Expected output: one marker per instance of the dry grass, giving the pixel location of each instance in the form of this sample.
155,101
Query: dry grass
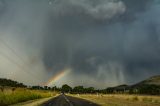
10,96
122,100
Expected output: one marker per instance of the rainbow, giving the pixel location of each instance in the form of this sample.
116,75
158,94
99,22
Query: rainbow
57,77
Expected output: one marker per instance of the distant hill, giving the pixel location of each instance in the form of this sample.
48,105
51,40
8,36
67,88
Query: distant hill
155,80
10,83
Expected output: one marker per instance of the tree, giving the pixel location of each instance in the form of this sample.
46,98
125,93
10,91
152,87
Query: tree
66,88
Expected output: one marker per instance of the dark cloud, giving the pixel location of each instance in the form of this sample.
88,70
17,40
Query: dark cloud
109,41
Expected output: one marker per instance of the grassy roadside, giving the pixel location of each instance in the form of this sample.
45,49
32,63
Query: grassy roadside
121,100
8,96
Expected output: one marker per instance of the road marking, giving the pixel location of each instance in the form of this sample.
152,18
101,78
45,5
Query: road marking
70,104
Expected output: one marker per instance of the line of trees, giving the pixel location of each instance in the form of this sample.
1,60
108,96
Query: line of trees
135,89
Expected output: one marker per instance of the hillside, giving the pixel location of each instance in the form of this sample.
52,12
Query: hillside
155,80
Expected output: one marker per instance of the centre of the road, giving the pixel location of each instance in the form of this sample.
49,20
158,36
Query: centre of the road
70,104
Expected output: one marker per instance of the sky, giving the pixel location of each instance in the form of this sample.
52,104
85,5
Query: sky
101,42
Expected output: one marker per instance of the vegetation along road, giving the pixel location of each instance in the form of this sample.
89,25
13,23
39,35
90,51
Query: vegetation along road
64,100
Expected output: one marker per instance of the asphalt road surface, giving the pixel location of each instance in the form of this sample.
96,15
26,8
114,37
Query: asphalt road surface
64,100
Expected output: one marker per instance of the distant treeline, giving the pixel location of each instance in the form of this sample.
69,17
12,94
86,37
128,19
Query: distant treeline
122,89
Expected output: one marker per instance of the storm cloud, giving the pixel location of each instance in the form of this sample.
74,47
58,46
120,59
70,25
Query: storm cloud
104,42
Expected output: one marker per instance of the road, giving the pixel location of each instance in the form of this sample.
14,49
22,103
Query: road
64,100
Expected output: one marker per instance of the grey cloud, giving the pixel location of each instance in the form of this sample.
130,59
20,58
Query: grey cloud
99,40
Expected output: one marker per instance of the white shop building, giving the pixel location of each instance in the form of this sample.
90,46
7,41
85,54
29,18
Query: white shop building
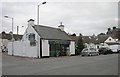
42,41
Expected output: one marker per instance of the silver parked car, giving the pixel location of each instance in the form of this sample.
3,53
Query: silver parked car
89,52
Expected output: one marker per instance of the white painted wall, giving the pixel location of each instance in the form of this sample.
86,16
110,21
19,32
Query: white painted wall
45,48
72,48
22,49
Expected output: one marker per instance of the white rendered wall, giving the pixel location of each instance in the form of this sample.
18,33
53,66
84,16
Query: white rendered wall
22,49
72,48
45,48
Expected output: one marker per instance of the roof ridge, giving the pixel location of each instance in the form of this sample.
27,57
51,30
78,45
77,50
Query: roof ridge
47,26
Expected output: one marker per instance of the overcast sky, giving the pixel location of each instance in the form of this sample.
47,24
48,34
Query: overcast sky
78,17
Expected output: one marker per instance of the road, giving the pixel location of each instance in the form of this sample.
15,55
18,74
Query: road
69,65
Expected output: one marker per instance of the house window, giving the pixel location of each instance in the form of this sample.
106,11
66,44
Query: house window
109,39
31,38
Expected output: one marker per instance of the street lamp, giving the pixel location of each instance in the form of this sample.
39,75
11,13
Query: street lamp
38,28
38,12
12,31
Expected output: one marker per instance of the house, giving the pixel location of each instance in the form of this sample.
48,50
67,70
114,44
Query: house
6,37
43,41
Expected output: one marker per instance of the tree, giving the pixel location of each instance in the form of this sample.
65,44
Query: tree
80,45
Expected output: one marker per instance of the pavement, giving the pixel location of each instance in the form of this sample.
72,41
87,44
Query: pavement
68,65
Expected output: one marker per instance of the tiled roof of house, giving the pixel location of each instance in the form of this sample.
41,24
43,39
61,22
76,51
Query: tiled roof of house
51,33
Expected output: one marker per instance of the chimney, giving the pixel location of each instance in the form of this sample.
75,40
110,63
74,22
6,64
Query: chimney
114,28
61,27
31,22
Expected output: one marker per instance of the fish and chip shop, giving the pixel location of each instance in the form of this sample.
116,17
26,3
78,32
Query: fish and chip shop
42,41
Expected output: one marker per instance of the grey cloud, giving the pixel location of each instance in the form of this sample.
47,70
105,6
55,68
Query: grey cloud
78,17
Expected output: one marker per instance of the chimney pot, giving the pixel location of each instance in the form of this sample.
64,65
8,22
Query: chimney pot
31,22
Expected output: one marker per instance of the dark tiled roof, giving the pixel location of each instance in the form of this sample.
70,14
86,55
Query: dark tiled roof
9,37
51,33
92,39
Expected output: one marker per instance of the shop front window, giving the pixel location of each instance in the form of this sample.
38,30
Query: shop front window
32,39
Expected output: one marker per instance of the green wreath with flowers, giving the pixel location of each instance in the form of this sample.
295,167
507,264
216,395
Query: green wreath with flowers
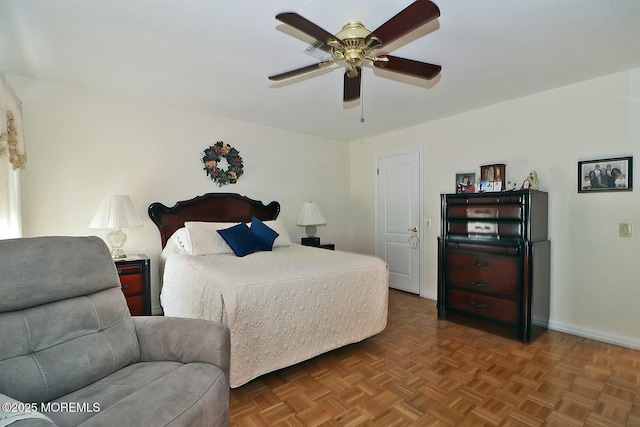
217,154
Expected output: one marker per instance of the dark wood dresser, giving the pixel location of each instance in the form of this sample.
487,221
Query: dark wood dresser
135,283
493,262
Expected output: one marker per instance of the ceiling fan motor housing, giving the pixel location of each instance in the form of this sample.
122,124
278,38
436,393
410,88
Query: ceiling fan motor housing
351,50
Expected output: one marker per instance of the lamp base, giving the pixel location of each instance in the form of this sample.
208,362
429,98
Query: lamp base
311,230
116,239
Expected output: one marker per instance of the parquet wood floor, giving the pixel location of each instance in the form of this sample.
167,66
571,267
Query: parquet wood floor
421,371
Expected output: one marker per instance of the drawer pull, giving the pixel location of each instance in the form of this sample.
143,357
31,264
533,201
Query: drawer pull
479,305
479,284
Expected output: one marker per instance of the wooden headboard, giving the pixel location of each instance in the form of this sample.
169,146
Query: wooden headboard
211,207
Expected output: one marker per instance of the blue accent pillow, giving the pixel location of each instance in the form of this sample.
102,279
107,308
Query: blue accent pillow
265,235
241,239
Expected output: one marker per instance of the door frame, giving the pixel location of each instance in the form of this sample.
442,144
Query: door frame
407,150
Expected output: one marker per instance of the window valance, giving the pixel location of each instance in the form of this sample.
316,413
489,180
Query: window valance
11,135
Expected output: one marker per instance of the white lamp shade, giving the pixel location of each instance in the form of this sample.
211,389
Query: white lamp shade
311,215
115,212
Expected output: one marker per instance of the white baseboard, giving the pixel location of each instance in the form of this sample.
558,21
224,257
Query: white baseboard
580,332
595,335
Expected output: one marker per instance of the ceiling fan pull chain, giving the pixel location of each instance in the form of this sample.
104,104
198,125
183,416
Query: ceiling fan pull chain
361,107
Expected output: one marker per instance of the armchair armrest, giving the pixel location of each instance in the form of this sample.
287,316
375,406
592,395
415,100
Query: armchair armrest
183,340
14,412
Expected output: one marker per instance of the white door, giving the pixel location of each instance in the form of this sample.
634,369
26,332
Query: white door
399,218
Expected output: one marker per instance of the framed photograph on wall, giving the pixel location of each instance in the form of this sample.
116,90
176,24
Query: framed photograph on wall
465,182
493,176
614,174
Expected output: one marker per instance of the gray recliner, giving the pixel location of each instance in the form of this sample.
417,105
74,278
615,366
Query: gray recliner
70,350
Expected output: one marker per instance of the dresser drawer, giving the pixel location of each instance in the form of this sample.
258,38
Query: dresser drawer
486,211
488,229
485,199
131,284
482,272
483,305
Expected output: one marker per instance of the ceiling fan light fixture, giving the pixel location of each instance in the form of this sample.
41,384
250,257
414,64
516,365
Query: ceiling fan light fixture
353,30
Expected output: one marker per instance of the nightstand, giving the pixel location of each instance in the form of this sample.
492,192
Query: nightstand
135,281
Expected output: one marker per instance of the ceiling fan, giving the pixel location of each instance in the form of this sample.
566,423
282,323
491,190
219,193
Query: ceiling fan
355,44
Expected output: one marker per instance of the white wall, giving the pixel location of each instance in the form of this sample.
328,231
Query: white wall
595,290
82,145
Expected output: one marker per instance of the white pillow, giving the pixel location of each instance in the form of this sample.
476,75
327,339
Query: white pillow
205,239
283,238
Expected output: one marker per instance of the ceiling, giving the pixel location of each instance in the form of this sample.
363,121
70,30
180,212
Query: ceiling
215,57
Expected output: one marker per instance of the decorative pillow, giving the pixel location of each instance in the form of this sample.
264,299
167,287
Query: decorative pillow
204,237
241,239
283,235
182,240
265,235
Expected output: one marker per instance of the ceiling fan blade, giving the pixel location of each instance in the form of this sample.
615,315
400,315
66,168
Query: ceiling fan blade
301,70
413,16
303,24
410,67
352,86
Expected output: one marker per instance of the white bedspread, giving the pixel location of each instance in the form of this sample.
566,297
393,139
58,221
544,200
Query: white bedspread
283,306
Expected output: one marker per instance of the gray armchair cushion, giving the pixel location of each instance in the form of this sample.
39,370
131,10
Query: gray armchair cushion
66,336
36,271
64,322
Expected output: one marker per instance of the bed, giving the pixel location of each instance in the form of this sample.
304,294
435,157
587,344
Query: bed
283,305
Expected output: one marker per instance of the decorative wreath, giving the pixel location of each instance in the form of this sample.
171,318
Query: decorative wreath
212,158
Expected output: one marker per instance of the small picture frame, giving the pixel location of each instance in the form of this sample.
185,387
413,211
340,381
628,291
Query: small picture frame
494,176
465,182
612,174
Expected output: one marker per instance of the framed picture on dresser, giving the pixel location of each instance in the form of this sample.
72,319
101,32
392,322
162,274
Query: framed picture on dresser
465,182
598,175
492,177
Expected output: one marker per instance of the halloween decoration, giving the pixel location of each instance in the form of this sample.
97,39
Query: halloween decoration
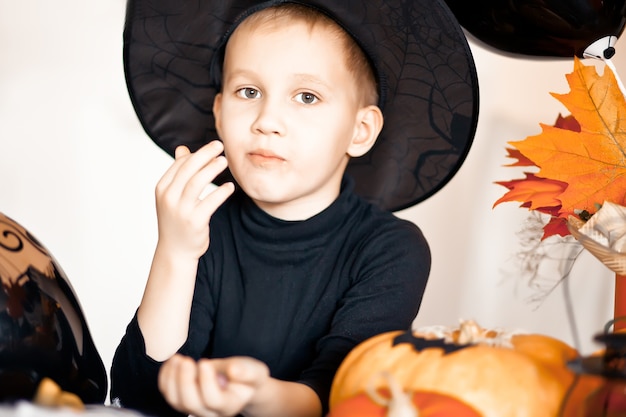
495,372
397,403
43,333
561,28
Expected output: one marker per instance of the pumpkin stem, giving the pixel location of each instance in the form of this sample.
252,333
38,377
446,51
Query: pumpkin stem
399,405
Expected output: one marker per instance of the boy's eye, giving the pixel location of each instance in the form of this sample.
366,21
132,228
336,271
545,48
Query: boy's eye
248,92
306,98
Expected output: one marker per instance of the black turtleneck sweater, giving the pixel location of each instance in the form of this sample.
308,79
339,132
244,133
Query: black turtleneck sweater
297,295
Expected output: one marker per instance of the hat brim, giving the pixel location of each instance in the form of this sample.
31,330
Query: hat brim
428,84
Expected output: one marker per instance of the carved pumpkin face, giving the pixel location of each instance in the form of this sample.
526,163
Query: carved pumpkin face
524,376
427,404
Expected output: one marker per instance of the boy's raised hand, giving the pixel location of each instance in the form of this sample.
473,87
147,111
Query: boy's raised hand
183,215
211,387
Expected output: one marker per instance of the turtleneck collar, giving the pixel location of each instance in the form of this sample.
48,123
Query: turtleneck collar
267,229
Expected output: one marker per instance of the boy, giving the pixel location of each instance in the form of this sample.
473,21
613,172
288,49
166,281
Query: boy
256,295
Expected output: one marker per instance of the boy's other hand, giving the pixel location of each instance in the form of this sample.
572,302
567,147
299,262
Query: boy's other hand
211,387
184,209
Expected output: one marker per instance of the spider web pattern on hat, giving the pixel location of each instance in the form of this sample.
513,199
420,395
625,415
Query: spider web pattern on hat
427,78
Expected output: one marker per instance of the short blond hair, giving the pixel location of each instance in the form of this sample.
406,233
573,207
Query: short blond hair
357,62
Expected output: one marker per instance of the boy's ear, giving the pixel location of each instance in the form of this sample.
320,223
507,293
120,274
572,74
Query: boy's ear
217,108
368,124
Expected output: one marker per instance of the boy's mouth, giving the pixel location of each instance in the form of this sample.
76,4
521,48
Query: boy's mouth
264,157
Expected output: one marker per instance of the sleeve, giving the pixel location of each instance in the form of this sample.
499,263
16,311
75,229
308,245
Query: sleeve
386,290
134,376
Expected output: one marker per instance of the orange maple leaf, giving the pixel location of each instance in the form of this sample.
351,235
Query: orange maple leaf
585,152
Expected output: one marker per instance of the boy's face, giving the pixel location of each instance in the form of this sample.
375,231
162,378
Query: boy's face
288,115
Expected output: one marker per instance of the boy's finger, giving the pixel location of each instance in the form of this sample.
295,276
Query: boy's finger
187,164
211,388
216,198
244,370
197,184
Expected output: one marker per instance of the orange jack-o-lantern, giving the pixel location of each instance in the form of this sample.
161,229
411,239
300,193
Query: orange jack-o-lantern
497,373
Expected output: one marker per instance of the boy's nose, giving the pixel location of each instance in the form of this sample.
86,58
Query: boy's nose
269,120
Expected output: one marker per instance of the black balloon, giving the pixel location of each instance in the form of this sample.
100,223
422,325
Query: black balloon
551,28
43,332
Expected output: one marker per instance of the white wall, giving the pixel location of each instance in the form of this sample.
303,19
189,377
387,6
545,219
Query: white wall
78,172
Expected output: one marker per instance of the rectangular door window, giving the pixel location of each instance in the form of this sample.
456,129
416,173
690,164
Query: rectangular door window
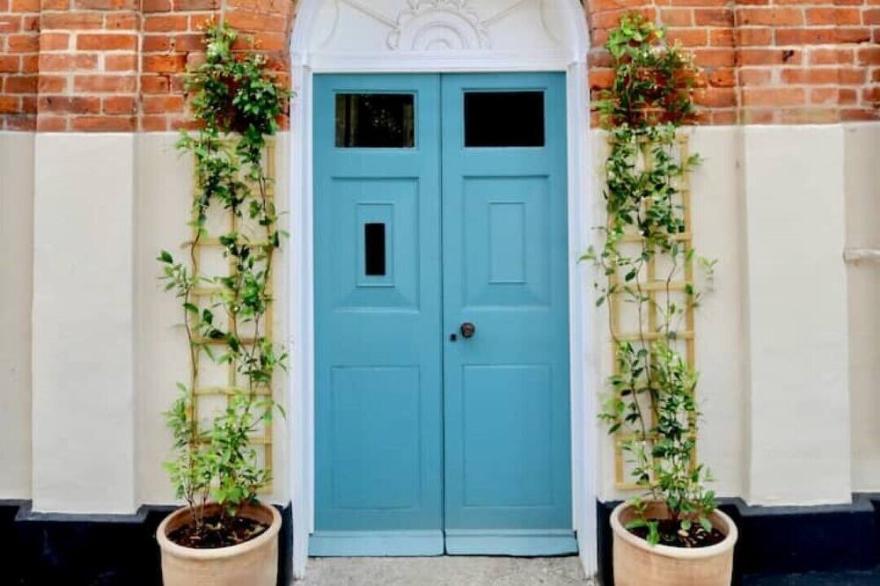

=-=-=

**Problem to work on:** Search the entries above for the word "rectangular", and copy every line where it occurs.

**Result for this exercise:**
Expected output: one marker per instance of the rectangular door window, giving the pixel location of each instance in the form of this sample.
Query: rectangular door window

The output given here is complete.